THE TASK: List every line of the material below that contains the string "directional". Case counts, so match capitals and lowercase letters exactly.

** start **

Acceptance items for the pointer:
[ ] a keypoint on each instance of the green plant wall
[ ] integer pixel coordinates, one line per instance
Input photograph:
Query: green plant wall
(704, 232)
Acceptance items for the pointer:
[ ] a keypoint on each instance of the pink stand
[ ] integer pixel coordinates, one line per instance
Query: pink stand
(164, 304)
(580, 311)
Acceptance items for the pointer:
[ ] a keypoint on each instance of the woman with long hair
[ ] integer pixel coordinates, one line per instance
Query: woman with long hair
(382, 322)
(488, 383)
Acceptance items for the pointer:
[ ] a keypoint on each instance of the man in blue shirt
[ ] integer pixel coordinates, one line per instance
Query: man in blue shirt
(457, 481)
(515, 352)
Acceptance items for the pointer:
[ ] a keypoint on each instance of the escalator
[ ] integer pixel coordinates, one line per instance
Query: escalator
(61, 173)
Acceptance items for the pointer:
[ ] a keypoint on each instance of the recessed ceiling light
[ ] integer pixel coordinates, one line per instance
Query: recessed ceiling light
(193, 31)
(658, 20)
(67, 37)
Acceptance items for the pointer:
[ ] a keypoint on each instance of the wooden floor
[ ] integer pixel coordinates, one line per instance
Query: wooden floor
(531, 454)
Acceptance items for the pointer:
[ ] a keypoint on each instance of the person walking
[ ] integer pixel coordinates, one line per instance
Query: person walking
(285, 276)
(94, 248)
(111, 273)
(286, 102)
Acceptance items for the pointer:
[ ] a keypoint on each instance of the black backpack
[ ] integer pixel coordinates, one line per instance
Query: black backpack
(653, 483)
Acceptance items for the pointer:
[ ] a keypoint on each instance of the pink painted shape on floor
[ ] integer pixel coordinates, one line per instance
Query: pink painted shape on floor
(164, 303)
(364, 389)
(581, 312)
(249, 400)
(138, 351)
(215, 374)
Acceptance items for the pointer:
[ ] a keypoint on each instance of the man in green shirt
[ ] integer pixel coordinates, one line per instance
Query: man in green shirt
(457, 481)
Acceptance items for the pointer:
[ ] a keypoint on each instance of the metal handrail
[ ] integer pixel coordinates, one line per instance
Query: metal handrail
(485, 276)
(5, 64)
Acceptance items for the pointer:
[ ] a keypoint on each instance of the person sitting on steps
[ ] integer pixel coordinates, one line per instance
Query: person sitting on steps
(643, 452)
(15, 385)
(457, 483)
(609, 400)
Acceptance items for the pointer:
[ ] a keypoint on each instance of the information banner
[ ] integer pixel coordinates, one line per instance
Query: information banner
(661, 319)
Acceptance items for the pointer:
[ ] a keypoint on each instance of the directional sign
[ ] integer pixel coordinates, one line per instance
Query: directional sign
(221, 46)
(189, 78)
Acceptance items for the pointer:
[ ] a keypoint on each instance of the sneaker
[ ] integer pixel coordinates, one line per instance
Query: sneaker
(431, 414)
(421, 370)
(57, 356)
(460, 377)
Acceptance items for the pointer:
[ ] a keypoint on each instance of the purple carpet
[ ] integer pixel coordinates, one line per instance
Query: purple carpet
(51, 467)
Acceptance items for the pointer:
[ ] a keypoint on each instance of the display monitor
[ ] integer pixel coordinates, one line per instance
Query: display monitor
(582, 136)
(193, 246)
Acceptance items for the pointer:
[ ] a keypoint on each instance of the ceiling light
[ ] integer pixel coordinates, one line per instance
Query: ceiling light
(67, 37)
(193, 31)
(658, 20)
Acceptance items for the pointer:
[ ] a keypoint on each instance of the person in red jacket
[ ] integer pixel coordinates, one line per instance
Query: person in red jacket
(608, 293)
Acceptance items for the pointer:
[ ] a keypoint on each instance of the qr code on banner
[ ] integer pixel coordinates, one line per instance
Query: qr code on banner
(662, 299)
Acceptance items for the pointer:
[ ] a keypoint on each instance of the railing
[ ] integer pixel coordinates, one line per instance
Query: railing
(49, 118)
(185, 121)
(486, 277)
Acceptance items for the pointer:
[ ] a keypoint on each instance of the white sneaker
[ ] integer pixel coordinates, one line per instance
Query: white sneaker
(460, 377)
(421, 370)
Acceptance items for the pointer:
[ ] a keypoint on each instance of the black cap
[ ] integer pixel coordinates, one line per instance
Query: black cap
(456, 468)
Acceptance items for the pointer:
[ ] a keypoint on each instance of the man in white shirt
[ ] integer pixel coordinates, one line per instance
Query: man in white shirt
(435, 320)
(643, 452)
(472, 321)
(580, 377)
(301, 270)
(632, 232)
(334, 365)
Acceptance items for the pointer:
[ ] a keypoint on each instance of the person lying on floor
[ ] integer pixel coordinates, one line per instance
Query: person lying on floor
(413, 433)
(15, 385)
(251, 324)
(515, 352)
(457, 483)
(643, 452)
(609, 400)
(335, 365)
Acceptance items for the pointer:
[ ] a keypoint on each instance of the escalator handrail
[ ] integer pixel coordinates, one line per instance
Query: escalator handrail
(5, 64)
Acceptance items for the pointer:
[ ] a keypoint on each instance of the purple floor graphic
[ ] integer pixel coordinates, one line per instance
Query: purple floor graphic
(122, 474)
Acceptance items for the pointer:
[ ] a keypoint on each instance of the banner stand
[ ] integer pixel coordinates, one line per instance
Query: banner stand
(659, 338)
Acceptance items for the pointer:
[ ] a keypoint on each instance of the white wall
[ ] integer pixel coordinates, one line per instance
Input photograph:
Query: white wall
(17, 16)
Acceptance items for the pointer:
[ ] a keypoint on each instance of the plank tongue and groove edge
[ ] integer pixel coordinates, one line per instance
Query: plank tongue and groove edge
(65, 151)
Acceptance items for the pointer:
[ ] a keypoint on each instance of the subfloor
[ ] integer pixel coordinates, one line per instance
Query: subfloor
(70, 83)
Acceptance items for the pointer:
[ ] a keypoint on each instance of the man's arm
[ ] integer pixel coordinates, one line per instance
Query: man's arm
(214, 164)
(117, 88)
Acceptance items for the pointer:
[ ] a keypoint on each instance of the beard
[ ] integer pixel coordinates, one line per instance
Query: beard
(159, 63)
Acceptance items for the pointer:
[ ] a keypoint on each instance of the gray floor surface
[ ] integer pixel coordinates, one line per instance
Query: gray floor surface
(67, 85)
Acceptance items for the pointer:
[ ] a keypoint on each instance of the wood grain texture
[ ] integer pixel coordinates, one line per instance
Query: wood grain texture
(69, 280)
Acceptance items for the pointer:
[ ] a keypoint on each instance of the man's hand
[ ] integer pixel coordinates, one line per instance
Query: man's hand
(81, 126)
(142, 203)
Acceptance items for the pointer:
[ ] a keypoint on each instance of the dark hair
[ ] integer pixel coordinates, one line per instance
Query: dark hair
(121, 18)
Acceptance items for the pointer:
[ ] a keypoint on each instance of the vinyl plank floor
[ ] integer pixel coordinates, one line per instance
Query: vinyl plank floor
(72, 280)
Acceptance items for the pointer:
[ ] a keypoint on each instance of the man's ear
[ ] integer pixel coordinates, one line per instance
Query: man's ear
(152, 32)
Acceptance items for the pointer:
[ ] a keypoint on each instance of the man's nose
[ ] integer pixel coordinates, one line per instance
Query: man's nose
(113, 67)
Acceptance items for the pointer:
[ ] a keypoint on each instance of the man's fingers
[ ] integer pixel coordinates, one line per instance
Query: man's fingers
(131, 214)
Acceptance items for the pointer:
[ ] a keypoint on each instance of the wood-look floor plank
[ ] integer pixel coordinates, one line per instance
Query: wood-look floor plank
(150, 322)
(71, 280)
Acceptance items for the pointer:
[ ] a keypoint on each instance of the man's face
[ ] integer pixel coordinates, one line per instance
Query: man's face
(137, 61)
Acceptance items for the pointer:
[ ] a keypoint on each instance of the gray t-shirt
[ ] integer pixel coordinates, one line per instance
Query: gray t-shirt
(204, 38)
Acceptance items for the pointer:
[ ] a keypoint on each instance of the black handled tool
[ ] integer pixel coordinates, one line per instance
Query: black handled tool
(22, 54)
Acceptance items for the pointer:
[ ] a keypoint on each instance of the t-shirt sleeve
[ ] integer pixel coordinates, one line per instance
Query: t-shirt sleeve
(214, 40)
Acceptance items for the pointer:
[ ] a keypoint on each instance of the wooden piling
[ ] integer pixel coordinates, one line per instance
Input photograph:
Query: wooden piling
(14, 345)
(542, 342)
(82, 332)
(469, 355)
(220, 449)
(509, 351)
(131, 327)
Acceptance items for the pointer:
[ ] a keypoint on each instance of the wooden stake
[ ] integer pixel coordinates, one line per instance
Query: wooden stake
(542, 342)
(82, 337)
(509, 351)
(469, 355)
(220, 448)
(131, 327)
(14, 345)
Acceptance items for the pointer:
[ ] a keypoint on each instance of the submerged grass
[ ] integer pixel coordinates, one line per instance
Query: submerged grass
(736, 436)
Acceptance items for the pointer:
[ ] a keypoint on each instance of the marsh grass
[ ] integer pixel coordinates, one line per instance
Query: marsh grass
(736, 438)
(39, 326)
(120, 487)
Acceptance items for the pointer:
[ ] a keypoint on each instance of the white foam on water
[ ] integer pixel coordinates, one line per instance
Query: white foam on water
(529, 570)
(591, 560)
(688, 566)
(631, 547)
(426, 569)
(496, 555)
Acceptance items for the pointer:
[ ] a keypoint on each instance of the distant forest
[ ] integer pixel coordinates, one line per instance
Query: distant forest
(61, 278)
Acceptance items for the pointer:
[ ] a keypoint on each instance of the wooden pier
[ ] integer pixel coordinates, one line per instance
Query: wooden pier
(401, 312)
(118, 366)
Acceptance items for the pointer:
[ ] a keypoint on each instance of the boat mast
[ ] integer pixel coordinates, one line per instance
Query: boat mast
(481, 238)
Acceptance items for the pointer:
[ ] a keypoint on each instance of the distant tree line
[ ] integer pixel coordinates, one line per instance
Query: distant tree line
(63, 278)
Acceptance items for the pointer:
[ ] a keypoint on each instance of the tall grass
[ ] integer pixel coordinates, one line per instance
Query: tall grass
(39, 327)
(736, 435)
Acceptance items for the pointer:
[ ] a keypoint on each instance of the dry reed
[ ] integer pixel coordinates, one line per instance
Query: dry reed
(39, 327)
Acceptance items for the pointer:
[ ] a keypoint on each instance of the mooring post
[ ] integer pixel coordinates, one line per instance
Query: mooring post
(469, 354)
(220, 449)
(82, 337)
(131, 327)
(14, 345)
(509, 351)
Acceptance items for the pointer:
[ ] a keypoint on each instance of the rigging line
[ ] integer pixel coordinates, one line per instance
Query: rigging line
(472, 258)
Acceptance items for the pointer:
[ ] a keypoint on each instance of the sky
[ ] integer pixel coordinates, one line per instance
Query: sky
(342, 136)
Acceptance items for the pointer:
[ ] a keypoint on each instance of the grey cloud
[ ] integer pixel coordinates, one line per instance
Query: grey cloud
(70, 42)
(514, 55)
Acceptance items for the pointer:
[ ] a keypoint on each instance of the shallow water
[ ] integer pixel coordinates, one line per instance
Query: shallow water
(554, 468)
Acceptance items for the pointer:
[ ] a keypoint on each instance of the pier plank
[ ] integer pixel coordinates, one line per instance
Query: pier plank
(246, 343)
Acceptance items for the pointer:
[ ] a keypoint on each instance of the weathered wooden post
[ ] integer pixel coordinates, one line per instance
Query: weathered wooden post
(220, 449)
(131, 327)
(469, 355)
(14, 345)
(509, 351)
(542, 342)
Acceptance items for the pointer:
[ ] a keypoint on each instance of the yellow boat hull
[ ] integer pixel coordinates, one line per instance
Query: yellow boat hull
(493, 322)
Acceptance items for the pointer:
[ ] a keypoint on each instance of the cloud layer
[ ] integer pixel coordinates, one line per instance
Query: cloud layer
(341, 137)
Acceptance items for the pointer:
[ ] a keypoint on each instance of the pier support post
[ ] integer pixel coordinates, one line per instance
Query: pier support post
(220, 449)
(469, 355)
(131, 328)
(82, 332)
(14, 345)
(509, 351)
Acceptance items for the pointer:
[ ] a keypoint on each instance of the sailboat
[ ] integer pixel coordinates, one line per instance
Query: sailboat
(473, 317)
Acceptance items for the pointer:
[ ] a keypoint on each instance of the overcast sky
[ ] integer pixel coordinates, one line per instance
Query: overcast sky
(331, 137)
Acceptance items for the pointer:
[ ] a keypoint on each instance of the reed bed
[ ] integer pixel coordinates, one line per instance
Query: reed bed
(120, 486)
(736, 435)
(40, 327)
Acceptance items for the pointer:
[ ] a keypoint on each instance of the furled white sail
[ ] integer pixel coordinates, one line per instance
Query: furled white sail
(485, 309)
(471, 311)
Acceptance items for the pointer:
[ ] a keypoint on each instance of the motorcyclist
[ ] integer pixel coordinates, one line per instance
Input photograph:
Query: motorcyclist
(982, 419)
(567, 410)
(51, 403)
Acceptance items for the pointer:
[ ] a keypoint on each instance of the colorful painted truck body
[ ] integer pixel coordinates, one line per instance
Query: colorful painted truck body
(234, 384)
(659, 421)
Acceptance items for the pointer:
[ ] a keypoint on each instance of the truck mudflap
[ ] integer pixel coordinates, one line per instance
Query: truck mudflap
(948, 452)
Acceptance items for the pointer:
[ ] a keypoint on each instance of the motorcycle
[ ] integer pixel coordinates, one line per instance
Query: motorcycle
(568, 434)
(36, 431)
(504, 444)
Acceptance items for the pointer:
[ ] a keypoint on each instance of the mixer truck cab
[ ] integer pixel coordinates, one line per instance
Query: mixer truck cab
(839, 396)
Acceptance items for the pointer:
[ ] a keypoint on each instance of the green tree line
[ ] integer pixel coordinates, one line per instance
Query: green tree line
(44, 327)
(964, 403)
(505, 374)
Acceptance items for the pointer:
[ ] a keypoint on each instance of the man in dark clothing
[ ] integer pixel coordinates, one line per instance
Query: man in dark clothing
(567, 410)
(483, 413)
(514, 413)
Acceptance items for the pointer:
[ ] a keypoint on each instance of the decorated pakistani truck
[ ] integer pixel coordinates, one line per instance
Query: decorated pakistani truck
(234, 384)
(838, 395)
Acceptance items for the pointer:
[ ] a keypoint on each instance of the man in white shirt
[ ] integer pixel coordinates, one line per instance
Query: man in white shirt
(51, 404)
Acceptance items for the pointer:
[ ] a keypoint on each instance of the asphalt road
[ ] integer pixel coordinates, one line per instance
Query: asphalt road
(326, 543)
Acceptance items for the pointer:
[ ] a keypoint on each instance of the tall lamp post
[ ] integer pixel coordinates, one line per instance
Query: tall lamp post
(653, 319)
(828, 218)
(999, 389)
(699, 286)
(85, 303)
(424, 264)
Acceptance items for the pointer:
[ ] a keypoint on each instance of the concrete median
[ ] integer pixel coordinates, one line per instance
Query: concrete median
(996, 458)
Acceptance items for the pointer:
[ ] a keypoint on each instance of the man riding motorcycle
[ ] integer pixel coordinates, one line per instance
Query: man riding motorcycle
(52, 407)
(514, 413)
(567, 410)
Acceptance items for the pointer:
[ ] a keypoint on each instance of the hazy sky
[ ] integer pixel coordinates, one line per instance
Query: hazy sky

** end **

TASK SOLUTION:
[ ] a keypoint on each instance of the directional sign
Query: directional sign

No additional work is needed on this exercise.